Stated problem 1: Put the listing, from its first line up to and including the line containing "M 239 148 L", into a JSON list of strings with one string per line. Skip blank lines and leave the pictures out.
====== Extract provided ======
Text files are one of the simplest forms of input/output provided by Scoobi. The following sections describe the various ways in which DList
s can be loaded from text files as well as persisted to text files. For more detail refer to the API docs for both text input and output.
There are a number of ways in which to construct a DList
object from a text file. The simplest, which we have seen already, is fromTextFile
. It takes one or more paths (globs are supported) to text files on HDFS (or whichever file system Hadoop has been configured for) and returns a DList[String]
object, where each element of the distributed list refers to one of the lines of text from the files:
// load a single text file
val lines: DList[String] = fromTextFile("hdfs://path/to/file")
// load multiple text files
val lines: DList[String] = fromTextFile("hdfs://path/to/file1", "hdfs://path/to/file2")
// load from a list of text files
val textFiles = List("hdfs://path/to/file1", "hdfs://path/to/file2")
val lines: DList[String] = fromTextFile(textFiles)
In the case where mulitple paths are specified, in out DList
we may also want to know which file a particular line of text orginated from. This can be achieved with fromTextFileWithPath
:
// load a list of text files
val textFiles = List("hdfs://path/to/file1", "hdfs://path/to/file2")
val lines: DList[(String, String)] = fromTextFileWithPath(textFiles)
The resultant DList
in this example is of type (String, String)
. Here the second part of the pair is a line of text, just as you would have if fromTextFile
was used. The first part of the pair is the path of the file the text file originated from.
Whilst some problems involve working with entire lines of text, often it's the case that we are interested in loading delimited text files, for example, comma separated value (CSV) or tab separated value (TSV) files and want to extract values from fields. In this case, we could use fromTextFile
followed by a map
that pulls out fields of interest:
// load CSV with schema "id,first_name,second_name,age"
val lines: DList[String] = fromTextFile("hdfs://path/to/CVS/files/*")
// pull out id and second_name
val names: DList[(Int, String)] = lines map { line =>
val fields = line.split(",")
(fields(0).toInt, fields(2))
}
Given that these types of field extractions from delimited text files are such a common task, Scoobi provides a more convenient mechanism for achieving this:
// load CSV and pull out id and second_name
val names: DList[(Int, String)] = fromDelimitedTextFile("hdfs://path/to/CVS/files/*", ",") {
case Int(id) :: first_name :: second_name :: age :: _ => (id, second_name)
====== Material for this task ======
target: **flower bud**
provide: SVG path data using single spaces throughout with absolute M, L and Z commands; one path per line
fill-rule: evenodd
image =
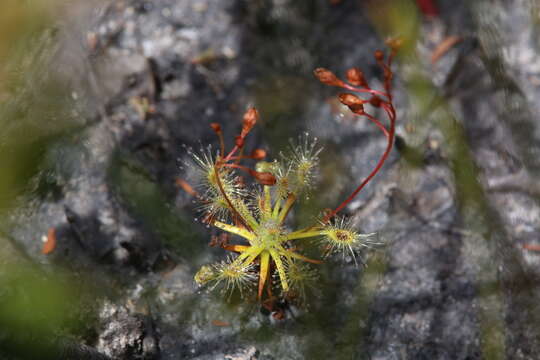
M 276 183 L 276 177 L 274 175 L 272 175 L 272 173 L 258 172 L 258 171 L 255 171 L 255 170 L 251 170 L 249 173 L 261 185 L 272 186 L 272 185 L 274 185 Z
M 360 99 L 358 96 L 348 93 L 341 93 L 338 95 L 339 101 L 343 105 L 352 106 L 352 105 L 362 105 L 365 101 Z
M 239 148 L 242 148 L 244 147 L 244 138 L 240 135 L 237 135 L 236 138 L 234 139 L 234 143 Z
M 333 72 L 325 68 L 317 68 L 313 71 L 313 74 L 325 85 L 330 86 L 342 86 L 343 81 L 339 80 Z
M 355 113 L 356 115 L 363 115 L 364 114 L 364 105 L 362 105 L 362 104 L 349 105 L 349 109 L 353 113 Z
M 386 45 L 392 49 L 394 52 L 398 51 L 401 46 L 403 46 L 403 39 L 396 37 L 386 40 Z
M 247 134 L 255 126 L 257 120 L 259 120 L 259 112 L 255 108 L 249 108 L 244 114 L 242 133 L 245 131 Z
M 218 123 L 210 123 L 210 127 L 212 128 L 212 130 L 214 130 L 216 134 L 219 134 L 221 132 L 221 125 L 219 125 Z
M 382 99 L 378 96 L 373 96 L 371 99 L 369 99 L 369 103 L 375 107 L 380 107 Z
M 262 160 L 266 157 L 266 151 L 263 149 L 255 149 L 251 152 L 250 157 L 255 160 Z
M 347 70 L 347 81 L 354 86 L 369 87 L 366 78 L 364 77 L 364 73 L 359 68 L 350 68 Z

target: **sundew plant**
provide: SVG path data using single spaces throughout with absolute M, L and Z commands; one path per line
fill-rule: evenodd
M 377 165 L 358 187 L 335 209 L 323 213 L 311 226 L 292 230 L 285 225 L 287 215 L 303 195 L 314 186 L 322 148 L 316 139 L 303 135 L 293 142 L 279 159 L 264 161 L 266 152 L 255 149 L 247 152 L 245 138 L 259 119 L 255 108 L 244 114 L 242 129 L 236 136 L 234 147 L 225 149 L 221 126 L 210 126 L 219 138 L 219 150 L 212 147 L 200 153 L 189 151 L 197 174 L 192 185 L 180 185 L 200 202 L 201 221 L 241 241 L 229 243 L 228 235 L 214 237 L 211 245 L 219 245 L 230 255 L 221 262 L 204 265 L 195 275 L 199 285 L 221 289 L 227 296 L 234 291 L 246 295 L 256 290 L 263 303 L 275 299 L 295 301 L 305 296 L 307 287 L 317 279 L 316 266 L 322 259 L 336 254 L 349 254 L 357 259 L 362 247 L 369 247 L 373 234 L 361 234 L 345 217 L 338 216 L 349 202 L 377 174 L 386 161 L 393 143 L 396 113 L 392 103 L 392 59 L 399 41 L 388 42 L 390 51 L 385 55 L 377 50 L 375 60 L 383 71 L 383 89 L 370 87 L 361 70 L 351 68 L 346 81 L 331 71 L 314 71 L 320 82 L 340 87 L 348 92 L 339 94 L 339 100 L 358 116 L 374 123 L 387 139 L 387 146 Z M 387 123 L 366 112 L 364 105 L 381 109 Z M 244 165 L 245 160 L 256 160 L 255 168 Z M 254 185 L 246 185 L 244 175 L 253 178 Z M 302 253 L 301 243 L 313 238 L 319 244 L 320 259 Z

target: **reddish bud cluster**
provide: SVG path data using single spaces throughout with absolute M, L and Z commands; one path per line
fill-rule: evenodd
M 249 155 L 250 158 L 254 160 L 262 160 L 266 157 L 266 151 L 263 149 L 255 149 L 251 152 L 251 155 Z
M 364 73 L 358 68 L 350 68 L 347 70 L 347 81 L 354 86 L 368 88 L 369 85 L 364 78 Z
M 341 209 L 343 209 L 348 203 L 354 199 L 354 197 L 362 190 L 362 188 L 377 174 L 382 165 L 386 161 L 390 150 L 392 149 L 395 136 L 395 120 L 396 112 L 392 103 L 392 78 L 393 73 L 390 68 L 392 65 L 392 59 L 399 47 L 402 45 L 400 39 L 391 39 L 387 41 L 391 51 L 386 57 L 384 52 L 377 50 L 374 52 L 375 60 L 377 64 L 382 68 L 384 75 L 384 91 L 372 89 L 364 77 L 364 73 L 358 68 L 350 68 L 347 70 L 346 79 L 348 84 L 340 80 L 330 70 L 324 68 L 315 69 L 314 74 L 320 82 L 330 86 L 339 86 L 345 90 L 356 92 L 359 94 L 368 94 L 370 98 L 364 100 L 357 95 L 350 93 L 341 93 L 338 95 L 339 101 L 349 107 L 349 109 L 356 115 L 362 116 L 373 122 L 385 135 L 388 140 L 388 145 L 381 159 L 375 166 L 375 169 L 360 183 L 360 185 L 353 191 L 353 193 L 345 199 L 336 209 L 324 216 L 323 222 L 329 221 L 335 216 Z M 350 85 L 349 85 L 350 84 Z M 364 104 L 369 103 L 375 108 L 383 108 L 384 113 L 388 115 L 390 120 L 390 126 L 385 126 L 375 116 L 365 112 Z
M 338 95 L 339 101 L 343 105 L 346 105 L 349 107 L 349 109 L 357 114 L 361 115 L 364 113 L 364 103 L 365 101 L 360 99 L 358 96 L 348 93 L 342 93 Z

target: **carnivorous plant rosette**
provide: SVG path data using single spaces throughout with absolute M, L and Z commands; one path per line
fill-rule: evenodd
M 327 69 L 314 71 L 322 83 L 348 91 L 340 94 L 339 100 L 358 119 L 366 118 L 373 122 L 386 137 L 387 147 L 373 171 L 352 194 L 312 226 L 293 231 L 285 225 L 285 220 L 295 203 L 314 185 L 318 156 L 322 151 L 317 139 L 303 135 L 291 144 L 287 153 L 268 162 L 263 161 L 266 157 L 264 150 L 255 149 L 246 153 L 244 148 L 246 136 L 259 119 L 255 108 L 248 109 L 244 114 L 240 134 L 228 152 L 225 151 L 221 126 L 211 124 L 219 138 L 219 150 L 207 148 L 199 154 L 191 152 L 197 184 L 195 187 L 185 181 L 179 184 L 200 201 L 204 223 L 236 235 L 242 241 L 232 244 L 226 236 L 214 238 L 213 245 L 219 244 L 232 254 L 217 264 L 204 265 L 195 275 L 198 284 L 206 284 L 211 289 L 219 287 L 229 295 L 235 290 L 244 295 L 250 288 L 256 288 L 260 301 L 276 297 L 302 297 L 317 279 L 316 269 L 312 265 L 323 262 L 301 252 L 298 244 L 302 239 L 317 238 L 321 244 L 321 258 L 337 253 L 350 255 L 355 261 L 357 250 L 372 244 L 373 234 L 358 233 L 350 221 L 337 214 L 381 169 L 393 146 L 396 113 L 392 104 L 391 64 L 399 41 L 392 40 L 388 45 L 390 53 L 387 56 L 382 51 L 375 52 L 375 59 L 384 74 L 383 90 L 372 89 L 357 68 L 347 71 L 347 82 Z M 385 125 L 366 112 L 365 104 L 382 109 L 389 123 Z M 255 169 L 243 165 L 248 159 L 258 161 Z M 240 173 L 254 178 L 257 185 L 246 185 Z

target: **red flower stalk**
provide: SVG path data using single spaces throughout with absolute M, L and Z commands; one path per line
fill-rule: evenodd
M 360 98 L 357 95 L 350 93 L 339 94 L 339 100 L 344 105 L 348 106 L 349 109 L 358 116 L 365 117 L 371 122 L 373 122 L 377 127 L 382 131 L 384 136 L 387 139 L 386 150 L 382 154 L 379 162 L 371 173 L 358 185 L 358 187 L 349 195 L 341 204 L 339 204 L 334 210 L 328 212 L 323 218 L 323 223 L 330 221 L 339 211 L 341 211 L 347 204 L 349 204 L 358 193 L 373 179 L 373 177 L 379 172 L 382 168 L 384 162 L 388 158 L 390 151 L 394 145 L 395 129 L 396 129 L 396 111 L 393 105 L 392 98 L 392 77 L 393 73 L 391 70 L 392 60 L 395 56 L 396 51 L 401 45 L 401 41 L 397 39 L 392 39 L 387 42 L 391 51 L 388 56 L 385 56 L 384 52 L 377 50 L 374 53 L 375 60 L 379 66 L 383 69 L 384 76 L 384 91 L 378 91 L 372 89 L 367 81 L 364 78 L 364 74 L 361 70 L 357 68 L 351 68 L 347 71 L 346 78 L 349 84 L 337 78 L 330 70 L 324 68 L 318 68 L 314 71 L 315 76 L 319 79 L 320 82 L 330 86 L 338 86 L 343 89 L 359 93 L 359 94 L 370 94 L 371 97 L 367 100 Z M 384 125 L 379 119 L 374 117 L 371 114 L 368 114 L 364 110 L 364 104 L 369 103 L 370 105 L 376 108 L 384 109 L 389 124 Z

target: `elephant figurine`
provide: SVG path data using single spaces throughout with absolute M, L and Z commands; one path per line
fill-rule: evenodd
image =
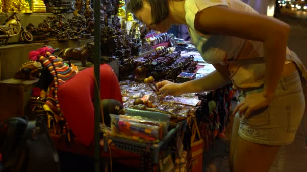
M 63 61 L 81 60 L 82 66 L 85 67 L 87 60 L 92 63 L 91 58 L 94 44 L 94 42 L 89 42 L 79 47 L 66 48 L 60 51 L 57 56 L 63 58 Z

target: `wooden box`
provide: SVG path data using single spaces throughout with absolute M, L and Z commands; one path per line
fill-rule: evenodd
M 36 80 L 10 79 L 0 81 L 0 121 L 22 116 Z

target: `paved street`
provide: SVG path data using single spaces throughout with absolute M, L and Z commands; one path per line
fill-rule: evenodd
M 291 26 L 289 48 L 297 54 L 307 66 L 307 12 L 282 8 L 276 17 Z
M 307 12 L 282 9 L 276 18 L 291 26 L 288 46 L 299 56 L 305 66 L 307 66 Z M 278 50 L 276 50 L 278 51 Z M 228 155 L 231 138 L 233 117 L 226 127 L 226 139 L 218 139 L 212 149 L 204 154 L 204 163 L 207 172 L 229 172 Z M 307 171 L 307 115 L 305 113 L 302 125 L 300 125 L 294 142 L 291 145 L 282 146 L 276 156 L 270 172 Z M 212 164 L 214 165 L 212 165 Z M 208 167 L 208 166 L 209 166 Z M 217 169 L 216 168 L 217 167 Z

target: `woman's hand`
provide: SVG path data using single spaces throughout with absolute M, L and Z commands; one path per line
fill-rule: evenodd
M 251 113 L 267 107 L 270 104 L 270 99 L 266 97 L 263 92 L 250 93 L 246 95 L 245 100 L 235 108 L 233 113 L 239 113 L 240 117 L 248 118 Z
M 158 94 L 163 96 L 179 96 L 182 94 L 180 83 L 172 82 L 168 80 L 164 80 L 157 83 L 160 91 Z

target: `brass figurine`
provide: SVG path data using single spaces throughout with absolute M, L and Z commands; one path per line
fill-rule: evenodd
M 0 13 L 2 13 L 2 1 L 0 1 Z
M 29 3 L 25 0 L 19 0 L 18 6 L 19 13 L 32 13 L 32 11 L 30 9 Z
M 94 46 L 94 42 L 89 42 L 80 47 L 66 48 L 59 52 L 58 56 L 63 58 L 63 61 L 81 60 L 82 66 L 86 66 L 87 60 L 92 62 L 91 57 Z
M 128 13 L 128 17 L 127 17 L 127 20 L 128 21 L 133 21 L 134 20 L 134 18 L 133 18 L 133 15 L 131 13 Z
M 20 21 L 20 18 L 13 13 L 3 25 L 0 26 L 0 44 L 7 45 L 10 38 L 18 34 L 20 34 L 22 41 L 31 42 L 33 40 L 33 35 L 21 25 Z M 5 40 L 4 42 L 3 40 Z
M 16 0 L 6 0 L 3 2 L 3 12 L 5 13 L 18 13 L 18 4 Z
M 43 0 L 31 0 L 31 10 L 33 13 L 44 13 L 47 12 L 46 5 Z
M 76 7 L 76 10 L 74 11 L 74 16 L 79 16 L 80 14 L 79 13 L 81 13 L 82 10 L 82 8 L 85 5 L 84 2 L 83 0 L 76 0 L 76 4 L 75 4 L 75 6 Z

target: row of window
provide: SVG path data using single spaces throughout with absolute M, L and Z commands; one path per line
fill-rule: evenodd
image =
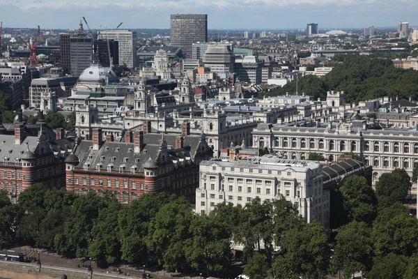
M 75 178 L 74 180 L 74 183 L 75 185 L 79 185 L 79 178 Z M 68 179 L 68 183 L 69 184 L 72 184 L 72 179 Z M 102 179 L 98 179 L 98 186 L 104 186 L 104 184 L 106 184 L 107 187 L 111 187 L 112 186 L 112 183 L 111 183 L 111 180 L 110 179 L 106 179 L 106 181 L 104 181 Z M 124 180 L 123 181 L 122 181 L 122 185 L 123 186 L 124 188 L 127 189 L 128 188 L 128 181 L 127 180 Z M 86 177 L 83 177 L 82 179 L 82 185 L 87 185 L 87 178 Z M 95 186 L 95 179 L 94 178 L 91 178 L 90 179 L 90 186 Z M 116 179 L 115 180 L 115 183 L 114 183 L 114 186 L 115 188 L 119 188 L 121 186 L 121 181 L 119 181 L 119 179 Z M 148 185 L 144 185 L 143 183 L 139 183 L 139 190 L 148 190 Z M 137 182 L 136 181 L 132 181 L 131 182 L 131 189 L 137 189 Z

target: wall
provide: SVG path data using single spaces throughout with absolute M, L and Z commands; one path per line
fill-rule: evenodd
M 0 278 L 2 279 L 61 279 L 63 274 L 65 274 L 68 279 L 87 279 L 88 278 L 86 270 L 42 266 L 40 271 L 40 273 L 37 272 L 36 265 L 33 264 L 0 262 Z M 126 276 L 95 273 L 94 271 L 93 274 L 93 279 L 124 278 Z

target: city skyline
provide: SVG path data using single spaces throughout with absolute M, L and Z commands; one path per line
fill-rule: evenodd
M 394 9 L 396 3 L 403 8 Z M 362 9 L 359 9 L 360 4 Z M 126 0 L 118 3 L 96 0 L 88 3 L 17 0 L 13 4 L 1 0 L 0 20 L 3 27 L 40 25 L 42 29 L 75 29 L 79 18 L 85 16 L 92 29 L 116 27 L 121 22 L 123 29 L 169 29 L 170 14 L 201 13 L 208 14 L 209 29 L 304 29 L 309 22 L 318 23 L 320 29 L 396 27 L 400 21 L 409 22 L 412 27 L 417 24 L 414 15 L 417 8 L 418 2 L 405 0 L 390 3 L 386 0 L 327 0 L 309 3 L 304 0 L 279 3 L 272 0 Z

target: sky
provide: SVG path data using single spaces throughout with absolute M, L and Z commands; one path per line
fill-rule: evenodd
M 0 0 L 6 27 L 93 29 L 170 27 L 170 14 L 208 14 L 209 29 L 281 29 L 418 25 L 418 0 Z

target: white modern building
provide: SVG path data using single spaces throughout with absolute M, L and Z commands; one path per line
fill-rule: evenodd
M 323 189 L 318 163 L 279 158 L 273 155 L 242 160 L 212 160 L 200 163 L 196 212 L 207 213 L 224 202 L 245 205 L 256 197 L 261 201 L 291 202 L 308 222 L 318 220 L 328 227 L 330 193 Z
M 119 42 L 119 63 L 133 68 L 137 66 L 137 31 L 130 30 L 104 30 L 100 32 L 103 39 Z
M 194 43 L 192 45 L 192 59 L 203 59 L 203 54 L 208 50 L 210 45 L 229 45 L 232 51 L 233 51 L 233 45 L 232 43 Z

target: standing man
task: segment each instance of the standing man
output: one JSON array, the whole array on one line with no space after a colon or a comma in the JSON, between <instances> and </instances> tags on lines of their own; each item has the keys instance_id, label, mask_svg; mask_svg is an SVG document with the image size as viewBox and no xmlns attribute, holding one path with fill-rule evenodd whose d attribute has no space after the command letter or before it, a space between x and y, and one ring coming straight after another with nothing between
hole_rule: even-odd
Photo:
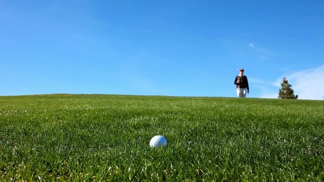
======
Stated problem 2: Carry on the page about loading and saving text files in Scoobi from the point where it stops.

Final answer 1:
[
  "target: **flower bud**",
  "provide: SVG path data using single spaces throughout with absolute M, L and Z commands; one path per line",
  "fill-rule: evenodd",
  "image =",
  "M 276 183 L 276 177 L 274 175 L 272 175 L 272 173 L 258 172 L 258 171 L 255 171 L 255 170 L 251 170 L 249 173 L 261 185 L 272 186 L 272 185 L 274 185 Z",
  "M 360 99 L 358 96 L 348 93 L 341 93 L 338 95 L 339 101 L 343 105 L 352 106 L 352 105 L 362 105 L 365 101 Z",
  "M 239 148 L 242 148 L 244 147 L 244 138 L 240 135 L 237 135 L 236 138 L 234 139 L 234 143 Z"
]

Final answer 2:
}
As this example illustrates, the call to fromDelimitedTextFile
takes a number of arguements. The first argument specifies the path and the second is the delimiter, in this case a comma. Following is a second parameter list that is used to specify how to extract fields once they are separated out. This is specified by supplying a partial function that takes a list of separated String
fields as its input and returns a value whose type will set the type of the resulting DList
- i.e. a PartialFunction[List[String], A]
will create a DList[A]
(where A
is (Int, String)
above). In this example, we use Scala's pattern matching feature to pull out the four fields and return the first and third.
In addition Scoobi also provides a number of extractors for automatically checking and converting of fields to an expected type. In the above example, the Int
extractor is used to specify that the id
field must be an integer in order for the case
statement to match. In the case of a match, it also has the effect of typing id
as an Int
. Field extractors are provided for Int
, Long
, Double
and Float
.
One of the advantages of using fromDelimitedTextFile
is that we have at our disposal all of the Scala pattern matching features, and because we are providing a partial function, any fields that don't match against the supplied pattern will not be present in the returned DList
. This allows us to implement simple filtering inline with the extraction:
// load CSV and pull out id and second_name if first_name is "Harry"
val names: DList[(Int, String)] = fromDelimitedTextFile("hdfs://path/to/CSV/files/*", ",") {
case Int(id) :: "Harry" :: second_name :: age :: _ => (id, second_name)
}
We can of course supply multiple patterns:
// load CSV and pull out id and second_name if first_name is "Harry" or "Lucy"
val names: DList[(Int, String)] = fromDelimitedTextFile("hdfs://path/to/CSV/files/*", ",") {
case Int(id) :: "Harry" :: second_name :: age :: _ => (id, second_name)
case Int(id) :: "Lucy" :: second_name :: age :: _ => (id, second_name)
}
And, a more interesting example is when the value of one field influences the semantics of another. For example:
val thisYear: Int = ...
// load CSV with schema "event,year,year_designation" and pull out event and how many years ago it occurred
val yearsAgo: DList[(String, Int)] = fromDelimitedTextFile("hdfs://path/to/CSV/files/*", ",") {
case event :: Int(year) :: "BC" :: _ => (event, thisYear + year - 1) // No 0 AD
case event :: Int(year) :: "AD" :: _ => (event, thisYear - year)
}
The simplest mechanism for persisting a DList
of any type is to store it as a text file using toTextFile
. This will simply invoke the toString
method of the type that the DList
is parameterised on:
// output text file of the form:
// 34
// 3984
// 732
val ints: DList[Int] = ...
persist(toTextFile(ints, "hdfs://path/to/output"))
// output text file of the form:
// (foo, 6)
// (bob, 23)
// (joe, 91)
val stringsAndInts: DList[(String, Int)] = ...
persist(toTextFile(stringsAndInts, "hdfs://path/to/output"))
// output text file of the form:
// (foo, List(6, 3, 2))
// (bob, List(23, 82, 1))
// (joe, List(91, 388, 3))
val stringsAndListOfInts: DList[(String, List[Int])] = ...
persist(toTextFile(stringsAndListOfInts, "hdfs://path/to/output"))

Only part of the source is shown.